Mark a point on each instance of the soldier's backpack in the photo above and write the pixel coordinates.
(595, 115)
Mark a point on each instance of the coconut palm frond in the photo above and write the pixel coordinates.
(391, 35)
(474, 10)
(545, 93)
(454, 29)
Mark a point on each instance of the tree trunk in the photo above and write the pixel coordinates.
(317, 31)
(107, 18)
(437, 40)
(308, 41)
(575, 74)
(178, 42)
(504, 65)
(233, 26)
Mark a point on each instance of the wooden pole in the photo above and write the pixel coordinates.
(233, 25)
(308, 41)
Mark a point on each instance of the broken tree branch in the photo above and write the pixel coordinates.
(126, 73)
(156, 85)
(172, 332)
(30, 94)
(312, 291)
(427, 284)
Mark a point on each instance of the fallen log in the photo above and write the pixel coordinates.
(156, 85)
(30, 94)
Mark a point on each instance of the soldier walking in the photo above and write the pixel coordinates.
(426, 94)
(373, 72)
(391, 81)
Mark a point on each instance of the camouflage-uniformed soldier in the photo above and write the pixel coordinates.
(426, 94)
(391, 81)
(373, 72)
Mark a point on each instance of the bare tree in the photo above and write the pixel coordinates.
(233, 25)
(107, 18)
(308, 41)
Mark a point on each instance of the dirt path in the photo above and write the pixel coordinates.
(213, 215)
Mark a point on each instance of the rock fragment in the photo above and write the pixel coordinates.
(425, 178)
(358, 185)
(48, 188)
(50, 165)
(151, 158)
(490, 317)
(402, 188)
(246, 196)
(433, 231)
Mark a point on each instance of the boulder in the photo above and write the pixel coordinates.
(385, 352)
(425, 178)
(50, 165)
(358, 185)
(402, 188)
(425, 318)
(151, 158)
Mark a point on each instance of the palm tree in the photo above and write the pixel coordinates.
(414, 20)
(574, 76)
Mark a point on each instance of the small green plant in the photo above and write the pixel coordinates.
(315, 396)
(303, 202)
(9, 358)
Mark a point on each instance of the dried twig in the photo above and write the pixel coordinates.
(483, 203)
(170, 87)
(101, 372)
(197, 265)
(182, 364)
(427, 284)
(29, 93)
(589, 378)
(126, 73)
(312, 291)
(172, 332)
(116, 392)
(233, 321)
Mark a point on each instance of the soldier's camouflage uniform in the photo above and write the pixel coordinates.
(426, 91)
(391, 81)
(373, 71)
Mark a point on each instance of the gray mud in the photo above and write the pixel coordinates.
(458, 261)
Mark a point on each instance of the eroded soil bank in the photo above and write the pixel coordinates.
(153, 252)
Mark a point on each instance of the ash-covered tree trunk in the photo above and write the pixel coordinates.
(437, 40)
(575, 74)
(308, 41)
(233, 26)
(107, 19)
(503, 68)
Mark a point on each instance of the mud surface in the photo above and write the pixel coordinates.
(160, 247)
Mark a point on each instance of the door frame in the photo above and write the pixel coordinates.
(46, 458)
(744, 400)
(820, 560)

### What is needed
Revise the lines above so that each occurrence of "write the pixel coordinates" becomes "list the pixel coordinates", leaving everything else unchanged.

### Result of this task
Mark a point on each instance of the soldier's backpack in the photo above and list the pixel coordinates.
(595, 115)
Mark a point on each instance of the coconut palm frond in the photo above and list the pixel coordinates.
(391, 35)
(474, 10)
(545, 93)
(454, 29)
Mark a point on each instance of the tree trunk in the photo above and list the pixel coordinates.
(317, 31)
(107, 18)
(437, 40)
(308, 41)
(575, 74)
(178, 42)
(504, 65)
(233, 26)
Mark a point on each instance of the wooden pole in the photo above and list the pixel coordinates.
(233, 25)
(308, 41)
Mark a point on each instance of the broken tree branch in the photo above and list the pixel coordinates.
(126, 73)
(156, 85)
(172, 332)
(30, 94)
(312, 291)
(427, 284)
Mark a point on each instance of the fallen log in the photo above and list the pixel coordinates.
(156, 85)
(30, 94)
Mark a point on each instance of the soldier walking in the photo above and list the pixel coordinates.
(426, 94)
(373, 72)
(391, 81)
Mark a point on each instance of the camouflage-uniformed soldier in the photo above and list the pixel coordinates.
(426, 94)
(391, 81)
(373, 72)
Mark a point on each instance of the bare tree in the photo above and list the pixel coordinates.
(233, 25)
(107, 18)
(308, 41)
Mark a point on each instance of the dirt path in the photo above and list the pixel coordinates.
(213, 215)
Mark a point on each instance of the rock fragment in the photo above and list the pixel coordinates.
(425, 178)
(358, 185)
(48, 188)
(50, 165)
(151, 158)
(490, 317)
(402, 188)
(246, 196)
(433, 231)
Mark a point on each instance of the boulder in the photo above and list the pixel coordinates.
(385, 352)
(425, 178)
(50, 165)
(358, 185)
(402, 188)
(425, 318)
(151, 158)
Mark a point on each instance of the palm tree in the photo above and list the pixel coordinates.
(414, 20)
(574, 76)
Mark a point on each instance of the small green plant in the photo above and list the pixel coordinates.
(315, 396)
(303, 202)
(9, 358)
Mark a point on each instance of the dried twig in the photo above and list the pixel coordinates.
(483, 203)
(170, 87)
(101, 372)
(197, 265)
(182, 364)
(427, 284)
(29, 93)
(589, 378)
(126, 73)
(312, 291)
(172, 332)
(116, 392)
(233, 321)
Mark a point on each instance of the soldier's camouflage uniform in the photo above and list the pixel coordinates.
(426, 91)
(391, 81)
(373, 71)
Mark a point on each instance of the gray mud in the photo above and list the pixel coordinates.
(458, 261)
Mark a point on each instance of the eroded soil bank in the photo above and list the pixel coordinates.
(153, 252)
Mark a point on each instance of the ash-covered tree trunk in the photo above and list the pixel coordinates.
(437, 40)
(575, 74)
(308, 41)
(233, 26)
(107, 19)
(503, 68)
Mark a point on each instance of the mud surface in the photo above and list the pixel coordinates.
(160, 247)
Mark a point on each instance of the door frame in the photo above and list the pixel coordinates.
(46, 458)
(744, 400)
(820, 560)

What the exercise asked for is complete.